**Exercise aim**
Please output the lines below word for word, omitting the pictures.

**Task material**
>>>>>

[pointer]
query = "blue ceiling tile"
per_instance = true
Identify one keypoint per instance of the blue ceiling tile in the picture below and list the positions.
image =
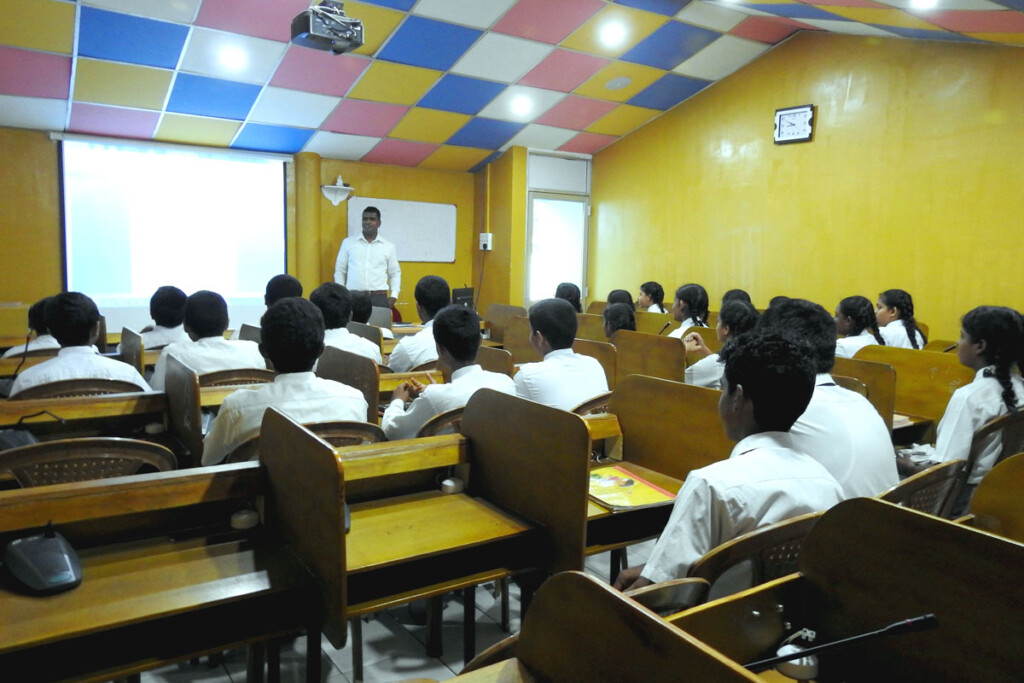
(427, 43)
(212, 96)
(122, 38)
(271, 138)
(461, 94)
(667, 7)
(668, 91)
(485, 133)
(670, 45)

<<<<<

**The output**
[pointer]
query = "blue ceiling tile"
per_instance = true
Identify one keypoint per instance of the blue ceiling tile in the picture below and list the positions.
image =
(427, 43)
(212, 96)
(122, 38)
(271, 138)
(461, 94)
(667, 7)
(668, 91)
(485, 133)
(670, 45)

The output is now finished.